Отрывок текста:
○ ○ ○ ○ ○ ○ ○
7 декабря. 8 часов вечера.

 

В БАО

 

Сегодня работали Хачиянц, Шефер, Воробьев и другие. За день сделано 6 боевых вылетов. Бомбили Никольское (два вылета), Красный Бор (два вылета) и Степановку (два вылета). Облачности не было. Мороз — 25 градусов. Сбросили полный груз — «с хвостиком, зажигательных», — с высоты в пятьсот метров.

 

Да! 34-й полк Парфенюка, прибывший сюда 30 ноября, еще только начинает свою боевую работу. Вчерашний день был, в сущности, первым настоящим боевым днем полка. Он оказался исключительно удачным, но целыми и невредимыми летчики вернулись благодаря случайностям. В самолет Цибульского попало два снаряда. Один, сделав в фюзеляже дыру размером в ладонь, разорвавшись внутри кабины, не повредил ничего, не убил и не ранил никого, хотя стрелок-радист Шайдуллин сидел в двух метрах от места пробоины; второй снаряд попал в бензиновый бак, так что бак выбыл из строя, бензин вытек, Цибульский возвращался на трех баках, и только случайно не возникло пожара. И Цибульский, человек, вызывающий к себе приязнь с первого взгляда, отличный летчик, вернулся, как всегда, веселым и, как всегда, спокойным.

 

— А почему не задело осколками Шайдуллина? — спросил я Цибульского, когда мы возвращались с аэродрома пешком.

 

— А потому, что он счастливый! — хитро усмехнулся Цибульский.
○ ○ ○ ○ ○ ○ ○
Фрагменты материала:
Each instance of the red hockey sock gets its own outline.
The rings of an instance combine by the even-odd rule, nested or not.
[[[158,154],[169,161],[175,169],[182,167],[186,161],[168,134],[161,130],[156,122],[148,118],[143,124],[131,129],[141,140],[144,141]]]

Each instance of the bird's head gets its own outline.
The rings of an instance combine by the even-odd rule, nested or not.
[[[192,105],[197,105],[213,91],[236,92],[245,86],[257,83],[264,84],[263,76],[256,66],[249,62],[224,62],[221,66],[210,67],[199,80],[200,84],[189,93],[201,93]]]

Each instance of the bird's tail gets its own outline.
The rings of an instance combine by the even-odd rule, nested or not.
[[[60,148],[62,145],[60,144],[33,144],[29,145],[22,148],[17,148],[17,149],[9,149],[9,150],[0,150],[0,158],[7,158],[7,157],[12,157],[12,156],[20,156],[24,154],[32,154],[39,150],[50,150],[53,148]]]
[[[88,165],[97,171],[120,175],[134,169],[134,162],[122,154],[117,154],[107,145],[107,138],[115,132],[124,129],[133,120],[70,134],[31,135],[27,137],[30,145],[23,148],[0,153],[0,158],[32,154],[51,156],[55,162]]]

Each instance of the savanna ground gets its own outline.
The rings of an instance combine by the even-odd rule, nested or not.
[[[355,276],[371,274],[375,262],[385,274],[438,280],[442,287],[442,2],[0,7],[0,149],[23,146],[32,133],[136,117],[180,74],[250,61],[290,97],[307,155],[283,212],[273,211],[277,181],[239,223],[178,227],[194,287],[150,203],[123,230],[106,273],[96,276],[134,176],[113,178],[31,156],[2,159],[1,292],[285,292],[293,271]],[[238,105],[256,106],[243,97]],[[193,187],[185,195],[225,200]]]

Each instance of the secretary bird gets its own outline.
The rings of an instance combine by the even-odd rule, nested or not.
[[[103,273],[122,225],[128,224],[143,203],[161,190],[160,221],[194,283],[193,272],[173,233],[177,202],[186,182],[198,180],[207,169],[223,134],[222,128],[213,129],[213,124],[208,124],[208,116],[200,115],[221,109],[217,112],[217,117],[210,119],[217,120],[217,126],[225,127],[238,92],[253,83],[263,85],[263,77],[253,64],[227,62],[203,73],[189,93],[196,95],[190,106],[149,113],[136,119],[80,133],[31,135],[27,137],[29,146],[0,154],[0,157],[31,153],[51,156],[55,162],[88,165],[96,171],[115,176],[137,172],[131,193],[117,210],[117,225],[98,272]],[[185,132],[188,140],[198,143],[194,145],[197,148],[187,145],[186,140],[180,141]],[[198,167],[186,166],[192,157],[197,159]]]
○ ○ ○ ○ ○ ○ ○
Задание A: Когда, согласно отрывку, прибыл 34-й полк Парфенюка?
Задание B: Выведите фрагмент отрывка со слов «Да! 34-й полк» до слов «с аэродрома пешком.» включительно.
Задание C: Перескажите абзац отрывка, начинающийся словами «Да! 34-й полк Парфенюка», короче в виде списка, сохранив главные факты.

Правильный ответ A: 30 ноября.

Правильный ответ B:
Да! 34-й полк Парфенюка, прибывший сюда 30 ноября, еще только начинает свою боевую работу. Вчерашний день был, в сущности, первым настоящим боевым днем полка. Он оказался исключительно удачным, но целыми и невредимыми летчики вернулись благодаря случайностям. В самолет Цибульского попало два снаряда. Один, сделав в фюзеляже дыру размером в ладонь, разорвавшись внутри кабины, не повредил ничего, не убил и не ранил никого, хотя стрелок-радист Шайдуллин сидел в двух метрах от места пробоины; второй снаряд попал в бензиновый бак, так что бак выбыл из строя, бензин вытек, Цибульский возвращался на трех баках, и только случайно не возникло пожара. И Цибульский, человек, вызывающий к себе приязнь с первого взгляда, отличный летчик, вернулся, как всегда, веселым и, как всегда, спокойным.

 

— А почему не задело осколками Шайдуллина? — спросил я Цибульского, когда мы возвращались с аэродрома пешком.

Правильный ответ C:
- 34-й полк Парфенюка прибыл 30 ноября и только начинает боевую работу.
- Вчерашний день стал первым настоящим боевым днем полка. Он был исключительно удачным, но летчики вернулись невредимыми благодаря случайностям.
- В самолет Цибульского попали два снаряда.
- Первый проделал в фюзеляже дыру размером в ладонь и разорвался в кабине. Он ничего не повредил и никого не ранил, хотя стрелок-радист Шайдуллин сидел в двух метрах от пробоины.
- Второй вывел из строя бензиновый бак, и бензин вытек. Цибульский возвращался на трех баках, и только случайно не возник пожар.
- Цибульский, отличный летчик, вернулся, как всегда, веселым и спокойным.